- _EXERCISE OBJECTIVE_:
Please copy each of the records below word for word, keeping every line in its original order.

▽

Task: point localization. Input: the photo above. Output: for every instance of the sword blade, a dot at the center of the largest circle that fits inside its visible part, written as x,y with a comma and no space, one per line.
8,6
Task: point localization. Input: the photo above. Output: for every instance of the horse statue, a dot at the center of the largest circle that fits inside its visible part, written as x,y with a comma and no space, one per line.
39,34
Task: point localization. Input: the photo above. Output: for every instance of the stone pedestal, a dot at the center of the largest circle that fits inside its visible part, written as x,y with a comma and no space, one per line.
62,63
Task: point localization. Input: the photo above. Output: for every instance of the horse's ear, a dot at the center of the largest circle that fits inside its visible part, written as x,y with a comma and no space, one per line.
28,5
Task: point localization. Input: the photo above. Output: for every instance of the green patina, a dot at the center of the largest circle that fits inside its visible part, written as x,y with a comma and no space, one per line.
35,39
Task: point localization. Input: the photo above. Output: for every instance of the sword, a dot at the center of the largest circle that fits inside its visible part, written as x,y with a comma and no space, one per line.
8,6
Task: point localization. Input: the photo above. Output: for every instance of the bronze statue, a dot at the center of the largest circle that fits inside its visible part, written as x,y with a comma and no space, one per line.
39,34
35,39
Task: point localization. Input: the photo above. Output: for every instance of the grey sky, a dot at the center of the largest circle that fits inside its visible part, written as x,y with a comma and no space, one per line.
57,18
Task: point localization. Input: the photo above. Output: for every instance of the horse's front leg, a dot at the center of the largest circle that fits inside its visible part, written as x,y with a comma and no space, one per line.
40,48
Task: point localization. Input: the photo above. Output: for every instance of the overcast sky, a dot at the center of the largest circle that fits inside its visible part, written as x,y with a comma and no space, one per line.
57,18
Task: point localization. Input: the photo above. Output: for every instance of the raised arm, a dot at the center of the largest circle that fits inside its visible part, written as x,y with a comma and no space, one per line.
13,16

△

- _EXERCISE RESPONSE_:
Task: point localization. Input: the photo above. Output: for every instance of the sword blade, a dot at the center of the largest circle that fits inside its visible part, written as x,y with a comma and no space, one per line.
8,6
Task: point localization. Input: the photo above. Output: for every instance of the horse statue, a dot at the center of the largest circle that fits inside its visible part, written as x,y with a comma and no space, one per line.
39,34
Task: point localization. Input: the photo above. Output: for every instance of the stone pedestal, a dot at the center of the largest circle that fits inside its visible part, written as x,y with a comma and no space, one per line.
62,63
Task: point localization. Input: the photo above. Output: for every instance of the horse's ear, a dot at the center of the largest circle that fits inside its visible part, written as x,y with a comma and no space, one per line.
28,5
Task: point localization. Input: the photo above. Output: for every instance of the green patina, a dot at the center of the largest circle that fits inside its visible part, written as x,y with a comma and no space, one per line.
35,39
Task: point localization. Input: the photo above. Output: for every instance of the sword, a dot at the center of the largest circle that fits inside its visible part, written as x,y with a comma and no space, one per line.
8,6
Task: point localization. Input: the photo above. Output: for every instance of the bronze statue, a dot at the center of the largest circle that fits inside its visible part, written as x,y with a comma and no space, one per line.
39,34
35,39
Task: point localization. Input: the photo above. Output: for every instance of the grey sky, a dot at the center of the largest circle that fits inside its visible part, written as x,y with a comma and no space, one per line.
57,18
Task: point localization. Input: the photo above. Output: for every instance of the horse's front leg, a dot at the center of the largest circle that fits inside its visible part, written as x,y with a comma and no space, one per line.
40,48
Task: point localization. Input: the photo above. Output: for every instance of the overcast sky, a dot at the center of the largest circle that fits inside its visible part, written as x,y with a comma and no space, one per line.
57,18
Task: point localization. Input: the photo above. Output: for every instance of the raised arm, a dot at the center of the largest circle that fits inside its visible part, written as x,y with a comma and no space, one per line.
13,16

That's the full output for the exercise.